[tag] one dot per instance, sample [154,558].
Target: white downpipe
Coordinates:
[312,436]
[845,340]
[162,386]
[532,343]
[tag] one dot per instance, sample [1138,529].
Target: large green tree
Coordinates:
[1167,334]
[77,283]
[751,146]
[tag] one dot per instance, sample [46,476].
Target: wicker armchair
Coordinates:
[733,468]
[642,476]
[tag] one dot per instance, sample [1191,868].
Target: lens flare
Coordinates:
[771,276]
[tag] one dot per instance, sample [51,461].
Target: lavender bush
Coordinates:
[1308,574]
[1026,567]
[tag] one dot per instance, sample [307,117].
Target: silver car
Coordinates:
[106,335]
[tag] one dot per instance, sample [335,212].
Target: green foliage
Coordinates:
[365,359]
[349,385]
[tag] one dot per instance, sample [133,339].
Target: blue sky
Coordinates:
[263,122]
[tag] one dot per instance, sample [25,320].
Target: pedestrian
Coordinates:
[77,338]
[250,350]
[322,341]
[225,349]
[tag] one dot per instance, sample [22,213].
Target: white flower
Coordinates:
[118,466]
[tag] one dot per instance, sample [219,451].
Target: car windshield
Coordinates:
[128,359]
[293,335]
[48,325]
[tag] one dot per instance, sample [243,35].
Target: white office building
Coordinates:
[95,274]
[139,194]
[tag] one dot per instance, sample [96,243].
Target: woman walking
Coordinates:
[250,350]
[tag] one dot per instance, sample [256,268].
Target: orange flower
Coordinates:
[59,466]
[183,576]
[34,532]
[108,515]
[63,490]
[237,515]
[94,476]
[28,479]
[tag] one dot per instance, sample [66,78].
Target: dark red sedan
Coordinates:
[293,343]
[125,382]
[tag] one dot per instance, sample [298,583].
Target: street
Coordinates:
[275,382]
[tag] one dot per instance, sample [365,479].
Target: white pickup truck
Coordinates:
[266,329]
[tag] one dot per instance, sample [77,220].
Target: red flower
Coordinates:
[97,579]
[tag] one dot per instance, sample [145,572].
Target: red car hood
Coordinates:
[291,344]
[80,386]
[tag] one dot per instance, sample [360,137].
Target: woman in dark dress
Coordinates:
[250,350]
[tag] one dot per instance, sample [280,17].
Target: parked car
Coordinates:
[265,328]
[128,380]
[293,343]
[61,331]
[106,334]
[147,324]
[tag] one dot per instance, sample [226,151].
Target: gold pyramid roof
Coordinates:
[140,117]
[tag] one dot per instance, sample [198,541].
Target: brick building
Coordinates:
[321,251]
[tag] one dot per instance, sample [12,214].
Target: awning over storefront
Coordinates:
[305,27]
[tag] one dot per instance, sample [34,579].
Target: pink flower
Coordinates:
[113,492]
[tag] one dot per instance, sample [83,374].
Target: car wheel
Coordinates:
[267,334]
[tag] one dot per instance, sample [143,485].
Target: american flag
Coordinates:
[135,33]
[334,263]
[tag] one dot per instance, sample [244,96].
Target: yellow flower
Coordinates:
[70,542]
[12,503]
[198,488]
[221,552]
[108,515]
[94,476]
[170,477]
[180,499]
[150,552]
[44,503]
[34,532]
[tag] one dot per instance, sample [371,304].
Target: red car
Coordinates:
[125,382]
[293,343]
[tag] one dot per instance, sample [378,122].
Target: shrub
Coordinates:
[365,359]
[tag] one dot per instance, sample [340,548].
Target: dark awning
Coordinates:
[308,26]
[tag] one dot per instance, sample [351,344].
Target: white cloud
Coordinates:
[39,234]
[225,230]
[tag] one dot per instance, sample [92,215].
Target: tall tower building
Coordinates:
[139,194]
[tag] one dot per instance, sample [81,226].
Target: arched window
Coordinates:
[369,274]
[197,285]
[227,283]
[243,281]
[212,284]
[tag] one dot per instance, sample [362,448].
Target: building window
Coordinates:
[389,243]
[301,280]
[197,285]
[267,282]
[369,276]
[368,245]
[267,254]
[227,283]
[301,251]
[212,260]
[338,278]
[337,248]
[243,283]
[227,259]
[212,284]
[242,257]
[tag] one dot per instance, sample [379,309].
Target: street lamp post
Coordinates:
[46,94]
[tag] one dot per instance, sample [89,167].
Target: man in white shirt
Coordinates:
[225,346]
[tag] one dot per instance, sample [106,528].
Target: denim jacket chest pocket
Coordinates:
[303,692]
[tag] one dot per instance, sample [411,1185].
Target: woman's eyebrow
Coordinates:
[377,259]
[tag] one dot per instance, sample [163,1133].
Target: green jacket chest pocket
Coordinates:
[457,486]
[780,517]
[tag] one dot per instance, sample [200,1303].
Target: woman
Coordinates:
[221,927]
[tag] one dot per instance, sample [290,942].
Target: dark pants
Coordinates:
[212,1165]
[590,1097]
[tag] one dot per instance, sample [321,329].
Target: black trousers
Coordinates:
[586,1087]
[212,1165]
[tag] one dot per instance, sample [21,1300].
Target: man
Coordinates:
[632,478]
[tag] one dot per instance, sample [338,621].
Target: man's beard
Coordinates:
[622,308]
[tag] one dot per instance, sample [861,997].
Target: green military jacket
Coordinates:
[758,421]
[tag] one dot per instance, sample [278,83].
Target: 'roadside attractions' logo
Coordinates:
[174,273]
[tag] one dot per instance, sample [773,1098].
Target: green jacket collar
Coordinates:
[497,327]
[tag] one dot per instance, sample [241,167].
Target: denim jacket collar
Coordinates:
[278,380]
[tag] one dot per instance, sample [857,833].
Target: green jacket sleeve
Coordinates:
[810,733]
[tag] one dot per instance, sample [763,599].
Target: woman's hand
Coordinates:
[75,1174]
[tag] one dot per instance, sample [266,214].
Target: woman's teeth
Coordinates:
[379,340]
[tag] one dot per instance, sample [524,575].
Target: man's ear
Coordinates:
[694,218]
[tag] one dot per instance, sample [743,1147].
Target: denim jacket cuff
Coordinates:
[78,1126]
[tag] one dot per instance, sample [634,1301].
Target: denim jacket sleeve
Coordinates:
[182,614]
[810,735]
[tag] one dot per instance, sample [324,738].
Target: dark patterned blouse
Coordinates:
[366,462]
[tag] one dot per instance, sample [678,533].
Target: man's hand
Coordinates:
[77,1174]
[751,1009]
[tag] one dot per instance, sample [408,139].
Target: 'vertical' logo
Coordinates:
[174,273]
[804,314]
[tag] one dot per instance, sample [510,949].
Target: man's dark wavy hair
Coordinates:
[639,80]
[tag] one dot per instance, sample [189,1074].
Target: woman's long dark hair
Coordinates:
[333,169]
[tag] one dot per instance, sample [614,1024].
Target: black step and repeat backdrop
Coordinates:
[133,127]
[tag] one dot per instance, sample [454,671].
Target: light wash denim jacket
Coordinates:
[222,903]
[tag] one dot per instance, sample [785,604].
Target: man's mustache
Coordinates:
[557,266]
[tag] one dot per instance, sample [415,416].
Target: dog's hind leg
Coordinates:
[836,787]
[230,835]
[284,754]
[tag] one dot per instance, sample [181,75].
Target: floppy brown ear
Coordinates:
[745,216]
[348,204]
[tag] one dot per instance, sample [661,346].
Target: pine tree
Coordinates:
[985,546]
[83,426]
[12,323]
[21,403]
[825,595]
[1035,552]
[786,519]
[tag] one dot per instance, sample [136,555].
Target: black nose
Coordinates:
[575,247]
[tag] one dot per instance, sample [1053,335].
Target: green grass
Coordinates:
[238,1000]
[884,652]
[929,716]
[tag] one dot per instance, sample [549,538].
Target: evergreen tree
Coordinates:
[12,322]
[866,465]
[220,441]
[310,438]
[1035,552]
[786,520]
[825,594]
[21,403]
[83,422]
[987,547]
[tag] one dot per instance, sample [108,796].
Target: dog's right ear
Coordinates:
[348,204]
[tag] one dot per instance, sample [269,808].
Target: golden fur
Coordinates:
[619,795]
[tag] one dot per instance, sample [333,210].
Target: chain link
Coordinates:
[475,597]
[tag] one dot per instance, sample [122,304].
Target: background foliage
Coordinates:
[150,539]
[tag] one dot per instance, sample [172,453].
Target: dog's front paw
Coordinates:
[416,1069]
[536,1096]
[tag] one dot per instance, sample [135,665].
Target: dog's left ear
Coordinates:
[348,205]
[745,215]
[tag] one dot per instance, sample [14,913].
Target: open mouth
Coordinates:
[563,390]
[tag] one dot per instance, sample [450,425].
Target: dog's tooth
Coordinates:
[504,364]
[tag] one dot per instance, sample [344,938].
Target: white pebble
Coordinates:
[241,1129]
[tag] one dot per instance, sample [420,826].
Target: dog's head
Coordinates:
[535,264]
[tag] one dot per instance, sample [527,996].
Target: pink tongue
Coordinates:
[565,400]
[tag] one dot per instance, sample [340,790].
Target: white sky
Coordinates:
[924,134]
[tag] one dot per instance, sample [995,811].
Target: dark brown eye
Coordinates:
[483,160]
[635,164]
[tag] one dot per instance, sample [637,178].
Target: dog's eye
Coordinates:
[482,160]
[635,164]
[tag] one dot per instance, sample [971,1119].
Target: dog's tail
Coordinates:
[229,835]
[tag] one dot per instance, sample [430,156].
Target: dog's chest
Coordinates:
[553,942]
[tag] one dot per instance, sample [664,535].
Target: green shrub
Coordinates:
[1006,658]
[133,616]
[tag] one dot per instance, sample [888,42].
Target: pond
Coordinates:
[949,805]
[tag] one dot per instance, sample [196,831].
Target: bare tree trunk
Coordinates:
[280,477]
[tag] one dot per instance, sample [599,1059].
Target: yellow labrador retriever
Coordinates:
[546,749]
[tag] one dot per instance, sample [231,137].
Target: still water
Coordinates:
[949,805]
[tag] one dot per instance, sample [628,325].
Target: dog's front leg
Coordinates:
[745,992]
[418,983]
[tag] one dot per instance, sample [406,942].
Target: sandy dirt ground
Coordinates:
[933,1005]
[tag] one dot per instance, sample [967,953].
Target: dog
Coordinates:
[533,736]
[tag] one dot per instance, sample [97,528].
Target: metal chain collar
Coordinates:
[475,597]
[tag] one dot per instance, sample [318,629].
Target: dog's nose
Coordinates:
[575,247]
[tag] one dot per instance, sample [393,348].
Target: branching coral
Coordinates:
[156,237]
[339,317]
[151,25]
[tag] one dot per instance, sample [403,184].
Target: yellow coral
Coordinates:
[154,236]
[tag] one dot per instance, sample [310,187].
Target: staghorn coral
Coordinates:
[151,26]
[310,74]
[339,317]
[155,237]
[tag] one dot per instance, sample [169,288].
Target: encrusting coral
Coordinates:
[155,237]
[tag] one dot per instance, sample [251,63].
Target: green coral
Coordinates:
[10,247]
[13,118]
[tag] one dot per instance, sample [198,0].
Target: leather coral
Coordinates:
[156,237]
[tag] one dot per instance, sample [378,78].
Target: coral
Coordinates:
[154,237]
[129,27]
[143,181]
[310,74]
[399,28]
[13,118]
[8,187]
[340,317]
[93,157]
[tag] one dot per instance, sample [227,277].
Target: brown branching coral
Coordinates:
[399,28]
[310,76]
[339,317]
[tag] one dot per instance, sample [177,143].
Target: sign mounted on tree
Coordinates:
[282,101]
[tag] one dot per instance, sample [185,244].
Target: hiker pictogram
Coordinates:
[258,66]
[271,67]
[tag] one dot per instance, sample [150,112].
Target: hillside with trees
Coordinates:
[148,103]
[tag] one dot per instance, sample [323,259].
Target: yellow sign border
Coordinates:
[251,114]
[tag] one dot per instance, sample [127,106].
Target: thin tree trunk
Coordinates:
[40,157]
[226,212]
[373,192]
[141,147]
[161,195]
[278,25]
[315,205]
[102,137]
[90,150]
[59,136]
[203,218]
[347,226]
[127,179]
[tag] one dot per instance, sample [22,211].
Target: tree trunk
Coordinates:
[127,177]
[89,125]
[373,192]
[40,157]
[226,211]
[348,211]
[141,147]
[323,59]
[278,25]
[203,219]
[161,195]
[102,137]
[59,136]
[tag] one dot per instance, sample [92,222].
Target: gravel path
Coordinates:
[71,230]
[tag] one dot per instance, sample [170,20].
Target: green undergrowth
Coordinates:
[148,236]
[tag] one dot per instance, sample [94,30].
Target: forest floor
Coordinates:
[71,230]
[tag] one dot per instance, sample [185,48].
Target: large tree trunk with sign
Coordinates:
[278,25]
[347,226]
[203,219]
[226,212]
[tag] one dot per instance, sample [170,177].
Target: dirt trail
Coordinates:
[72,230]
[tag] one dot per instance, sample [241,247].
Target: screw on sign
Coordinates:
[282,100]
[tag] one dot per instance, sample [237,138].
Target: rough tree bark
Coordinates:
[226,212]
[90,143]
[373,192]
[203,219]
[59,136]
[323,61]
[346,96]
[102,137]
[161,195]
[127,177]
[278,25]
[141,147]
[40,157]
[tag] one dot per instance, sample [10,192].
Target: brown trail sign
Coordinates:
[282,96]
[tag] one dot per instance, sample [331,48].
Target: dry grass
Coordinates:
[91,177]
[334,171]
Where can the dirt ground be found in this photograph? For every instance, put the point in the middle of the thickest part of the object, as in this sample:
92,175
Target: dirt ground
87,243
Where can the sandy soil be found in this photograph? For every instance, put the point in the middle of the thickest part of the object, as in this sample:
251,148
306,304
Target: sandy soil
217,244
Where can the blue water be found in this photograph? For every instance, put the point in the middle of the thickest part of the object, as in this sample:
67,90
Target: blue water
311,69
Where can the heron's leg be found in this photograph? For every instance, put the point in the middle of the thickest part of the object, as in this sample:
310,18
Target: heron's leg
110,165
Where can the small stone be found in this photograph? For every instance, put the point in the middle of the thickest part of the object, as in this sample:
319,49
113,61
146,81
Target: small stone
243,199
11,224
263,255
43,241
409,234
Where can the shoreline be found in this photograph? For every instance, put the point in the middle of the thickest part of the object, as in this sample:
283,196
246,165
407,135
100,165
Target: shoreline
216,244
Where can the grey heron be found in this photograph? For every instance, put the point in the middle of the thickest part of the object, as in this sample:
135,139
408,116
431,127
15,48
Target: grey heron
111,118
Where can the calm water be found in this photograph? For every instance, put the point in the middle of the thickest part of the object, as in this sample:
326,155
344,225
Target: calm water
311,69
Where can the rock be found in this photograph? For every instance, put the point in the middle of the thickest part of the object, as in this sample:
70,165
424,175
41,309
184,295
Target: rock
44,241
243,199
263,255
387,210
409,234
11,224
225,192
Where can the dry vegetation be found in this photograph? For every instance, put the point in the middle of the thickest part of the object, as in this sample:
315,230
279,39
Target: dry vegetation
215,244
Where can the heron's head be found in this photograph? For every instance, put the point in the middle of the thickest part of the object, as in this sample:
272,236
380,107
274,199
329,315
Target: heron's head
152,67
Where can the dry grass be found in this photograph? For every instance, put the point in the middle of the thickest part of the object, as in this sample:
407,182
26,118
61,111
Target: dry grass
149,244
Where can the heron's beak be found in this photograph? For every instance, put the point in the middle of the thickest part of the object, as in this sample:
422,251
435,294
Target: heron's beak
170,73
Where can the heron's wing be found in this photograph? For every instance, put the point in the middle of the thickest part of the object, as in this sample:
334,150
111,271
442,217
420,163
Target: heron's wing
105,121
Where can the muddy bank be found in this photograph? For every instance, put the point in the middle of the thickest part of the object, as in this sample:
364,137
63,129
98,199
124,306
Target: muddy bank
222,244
● ● ●
_Problem requirements:_ Write out, exactly and with nothing else, the lines of the listing above from its first line through the line with "Target: wicker armchair".

_Exercise result:_
[tag] one dot per instance, sample [154,558].
Target: white downpipe
Coordinates:
[312,436]
[845,340]
[162,386]
[532,343]
[tag] one dot per instance, sample [1138,529].
Target: large green tree
Coordinates:
[1167,334]
[77,283]
[751,146]
[tag] one dot per instance, sample [46,476].
Target: wicker armchair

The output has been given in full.